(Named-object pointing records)
-- BEGIN --
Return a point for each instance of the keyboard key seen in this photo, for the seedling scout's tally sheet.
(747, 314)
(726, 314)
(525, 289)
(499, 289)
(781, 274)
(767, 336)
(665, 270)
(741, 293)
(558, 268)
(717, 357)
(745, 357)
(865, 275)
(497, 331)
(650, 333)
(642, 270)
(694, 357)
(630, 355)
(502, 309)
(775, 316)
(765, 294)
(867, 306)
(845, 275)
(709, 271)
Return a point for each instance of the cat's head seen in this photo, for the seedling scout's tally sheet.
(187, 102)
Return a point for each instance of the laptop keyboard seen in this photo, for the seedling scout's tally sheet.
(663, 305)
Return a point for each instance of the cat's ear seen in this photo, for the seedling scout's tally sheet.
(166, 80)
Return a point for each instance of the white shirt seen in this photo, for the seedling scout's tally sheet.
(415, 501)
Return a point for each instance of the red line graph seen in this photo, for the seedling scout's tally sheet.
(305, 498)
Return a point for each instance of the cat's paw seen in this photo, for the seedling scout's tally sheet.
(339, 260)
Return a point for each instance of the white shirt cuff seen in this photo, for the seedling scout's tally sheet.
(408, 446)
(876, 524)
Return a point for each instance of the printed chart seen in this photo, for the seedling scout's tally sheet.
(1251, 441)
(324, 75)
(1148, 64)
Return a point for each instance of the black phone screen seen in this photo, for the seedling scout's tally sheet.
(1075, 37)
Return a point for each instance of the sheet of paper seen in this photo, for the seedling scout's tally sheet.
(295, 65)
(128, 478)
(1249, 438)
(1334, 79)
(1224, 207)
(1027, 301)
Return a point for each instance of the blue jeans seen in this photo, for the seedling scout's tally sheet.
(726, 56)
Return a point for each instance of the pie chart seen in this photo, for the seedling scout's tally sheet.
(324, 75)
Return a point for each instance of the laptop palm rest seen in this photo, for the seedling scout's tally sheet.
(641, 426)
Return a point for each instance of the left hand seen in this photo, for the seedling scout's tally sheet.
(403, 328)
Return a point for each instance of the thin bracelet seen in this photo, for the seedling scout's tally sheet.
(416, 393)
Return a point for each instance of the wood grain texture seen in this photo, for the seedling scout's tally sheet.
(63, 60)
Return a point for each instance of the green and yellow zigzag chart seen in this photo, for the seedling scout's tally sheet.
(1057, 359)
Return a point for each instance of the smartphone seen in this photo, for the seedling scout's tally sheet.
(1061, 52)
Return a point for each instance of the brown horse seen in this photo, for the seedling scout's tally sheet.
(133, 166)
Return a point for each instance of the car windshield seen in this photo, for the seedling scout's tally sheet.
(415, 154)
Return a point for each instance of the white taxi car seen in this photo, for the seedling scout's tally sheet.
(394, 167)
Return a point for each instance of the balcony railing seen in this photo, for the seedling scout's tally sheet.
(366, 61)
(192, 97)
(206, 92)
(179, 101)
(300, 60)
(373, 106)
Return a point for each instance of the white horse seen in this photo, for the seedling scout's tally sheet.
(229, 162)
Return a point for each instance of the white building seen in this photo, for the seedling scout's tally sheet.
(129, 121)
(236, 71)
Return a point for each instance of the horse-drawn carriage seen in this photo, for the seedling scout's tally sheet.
-- END --
Work to do |
Pull every line of the material above and reproduce each one verbatim, in its original order.

Solved exercise |
Return a point for each instance of the keyboard key seen in this photo, for the seedling scout's tally sheet.
(747, 314)
(726, 314)
(525, 289)
(499, 289)
(781, 274)
(767, 336)
(665, 270)
(741, 293)
(558, 268)
(717, 357)
(745, 357)
(865, 275)
(497, 331)
(650, 333)
(642, 270)
(694, 357)
(630, 355)
(502, 309)
(775, 316)
(765, 294)
(867, 306)
(845, 275)
(709, 271)
Return a point for each instance of the cat's head seen in this photo, for the seedling scout's tally sheet.
(187, 102)
Return a point for each instance of the laptop keyboard seen in this photo, for the seedling scout's tally sheet.
(663, 305)
Return a point for each instance of the cat's ear seen in this photo, for the seedling scout's tally sheet.
(166, 80)
Return a point for each instance of the white shirt seen in this photo, for the seedling scout's tally sheet.
(415, 501)
Return a point for each instance of the red line graph seen in this photo, for the seedling scout's tally sheet.
(305, 498)
Return a point for each instance of the cat's paw seen in this photo, for the seedling scout's tally sheet.
(339, 260)
Return a point for each instance of the white shirt cuff seen in this photo, for the seedling scout's tally sheet.
(408, 446)
(876, 524)
Return a point for each instance of the printed chart seen in this photo, for the seedling scout's tally sheet.
(1251, 441)
(324, 75)
(1148, 64)
Return a point for each instance of the black phone screen seen in this photo, for the seedling scout's tally sheet.
(1075, 37)
Return a point for each instance of the sheet of paper seen in this photo, for the seedling scout's tally sheet.
(295, 65)
(128, 478)
(1249, 438)
(1334, 79)
(1224, 207)
(1027, 301)
Return a point for each instance of the blue jeans seen in this photo, for the seedling scout's tally sheet.
(726, 56)
Return a point for each instance of the pie chart seen in this photo, for the seedling scout's tally sheet.
(324, 75)
Return a point for each instance of the laptop palm rest seen in this photo, for the seedling scout's tally sheet.
(641, 426)
Return a point for each instance of the left hand seen in this photo, for the seedling scout's tally sheet.
(403, 328)
Return a point for each instance of the thin bracelet seen in this photo, for the seedling scout's tally sheet.
(416, 393)
Return a point for each instance of the wood grain texture seen in this photo, for the seedling scout's tally sheet.
(63, 60)
Return a point for each instance of the green and yellow zigzag chart seen in this photo, for the seedling scout's tally sheet.
(1057, 359)
Return a point for each instance of the smartphone seen in this photo, for the seedling scout's tally sheet.
(1061, 52)
Return a point for each instance of the brown horse seen in this photo, for the seedling scout's tally sheet.
(133, 166)
Return a point for each instance of the car windshield seen in this photo, for the seedling scout's tally sheet.
(415, 154)
Return a point for each instance of the white taxi car seen in this photo, for the seedling scout's tally sheet.
(394, 167)
Return a point for each instance of the balcony railing seen in this photo, for the seedling scout's tally sheet.
(366, 61)
(192, 97)
(206, 92)
(179, 101)
(300, 60)
(373, 106)
Return a point for each instance of the white horse seen in this photo, for the seedling scout's tally sheet.
(229, 162)
Return a point for each instance of the white building seen in this photo, for the seedling scout's tally sheet.
(129, 121)
(236, 71)
Return a point for each instance of the horse-drawn carriage seen in this photo, for the seedling scout's tally sheet.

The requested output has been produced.